SELECTED EXCERPT:
════════
The surveys have their own issues, and whether those are real or simply perceived issues is always a question open for debate.
 
Eric and Gerald are cabable of answering for themselves, but this is my take:

There has been a lot of discussion relative to how FWP survey's deer and how those counts might be flawed based on where the fly and time of year. Here is their evaluation of survey protocols: https://fwp.mt.gov/binaries/content...ahm/4f---survey_protocols_mule_deer_final.pdf

People have their own opinions so they say things that others may or may not. I think extending some grace to folks who are volunteering their time, energy and cash to a project like this is important. I get accused of not saying anything while talking too much, for example.

The data that these guys used was around resident/NR splits, who is killing what, increase in hunter pressure, the likelihood of the phone surveys having a declining confidence rate is the driving force behind the mandatory reporting piece.

The surveys have their own issues, and whether those are real or simply perceived issues is always a question open for debate.
Sorry, not trying to attack anyone. I appreciate the members work. I know there was a lot of information they wanted to share and some of the comments may have been meant for some data and not others. It wasn't clear and left me asking for more. The problem with any recording is there is no way for a listener to ask them to stop and go back and expand. Im mostly just curious. And I agree, all data has its problems.
 
Sorry, not trying to attack anyone. I appreciate the members work. I know there was a lot of information they wanted to share and some of the comments may have been meant for some data and not others. It wasn't clear and left me asking for more. The problem with any recording is there is no way for a listener to ask them to stop and go back and expand. Im mostly just curious. And I agree, all data has its problems.

It does get tough when you have a couple hours to talk, and months worth of work to go over!
 
As @Ben Lamb says, I will let Eric explain his opinion about the trustworthiness of how FWP gathers its data. That was his quote about flight surveys in Region 6, an area that is his area of expertise and not mine. Also, we’re a pretty diverse
group and each of us has the freedom to have our own personal opinions.

Speaking for myself with my own personal opinion, I trust the data that FWP collects on wildlife surveys, population estimates, as the best available data since they are the only ones that have the funding and expertise to collect it. When it comes to hunter behavior, hunter harvests and those portions of wildlife management that pertain to human activity, I believe their data is much less robust than it could be. Mandatory reporting could provide more information on human activity to give decision makers a better understanding of what factors they are dealing with.


I believe that FWP bases management decisions in part with data about human behavior that could be far more robust given that hunters overwhelmingly support giving FWP information about their activities. Harvest data, hunter behavior and biologists’ in the field collected data of the resource should all be considered when making management decisions.

More data available enables accountability and verification of the decisions that are made based on interpretation of the data.

My own personal opinion is that FWP does interpret at least some of the collected data to bolster their image of an agency that does a great job, rather than letting the public decide for themselves. A case in point was their explanation of the results of the mule deer hunter survey that they claim show a significant majority of hunters are pleased with their experience mule deer hunting.

I have the opinion that in many instances where hunter/stakeholder perception is that the resource is showing signs of being overexploited and not doing well, FWP management/spokespersons have consistently downplayed concerns as nothing to be alarmed about and didn’t require any management changes. When change did occur after those initial concerns were raised it usually took public pressure to change agency stance and change policy.
════════
DATA TO EXAMINE:
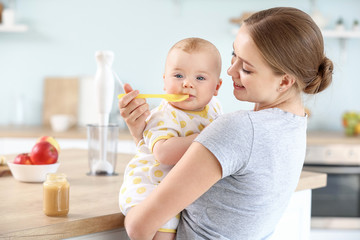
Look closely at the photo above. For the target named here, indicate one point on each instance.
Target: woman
(237, 177)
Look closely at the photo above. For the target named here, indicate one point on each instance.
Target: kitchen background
(63, 36)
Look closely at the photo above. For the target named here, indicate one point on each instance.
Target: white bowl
(32, 173)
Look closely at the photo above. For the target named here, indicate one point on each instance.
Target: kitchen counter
(93, 201)
(313, 137)
(38, 131)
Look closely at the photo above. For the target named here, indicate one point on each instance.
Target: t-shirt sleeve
(230, 139)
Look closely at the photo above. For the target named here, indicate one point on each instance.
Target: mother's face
(254, 80)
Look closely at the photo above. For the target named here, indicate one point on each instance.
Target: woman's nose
(233, 70)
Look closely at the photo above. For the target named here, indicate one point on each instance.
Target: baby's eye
(245, 71)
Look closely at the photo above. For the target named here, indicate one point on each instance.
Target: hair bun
(323, 78)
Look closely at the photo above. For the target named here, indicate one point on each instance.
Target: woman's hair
(291, 42)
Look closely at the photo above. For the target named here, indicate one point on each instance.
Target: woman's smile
(238, 86)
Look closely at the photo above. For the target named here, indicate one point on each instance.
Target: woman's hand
(134, 111)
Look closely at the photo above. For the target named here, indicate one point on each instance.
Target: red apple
(43, 153)
(50, 140)
(23, 158)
════════
WORK INSTRUCTION 1: Name every person the forum discussion about FWP data mentions by name.
WORK INSTRUCTION 2: Swap "robust" for "detailed" and write out the stretch of the forum discussion about FWP data from "I believe that" through "making management decisions.".
The records have no role in this work.

OUTPUT 1: Eric, Gerald, Ben Lamb

OUTPUT 2:
I believe that FWP bases management decisions in part with data about human behavior that could be far more detailed given that hunters overwhelmingly support giving FWP information about their activities. Harvest data, hunter behavior and biologists’ in the field collected data of the resource should all be considered when making management decisions.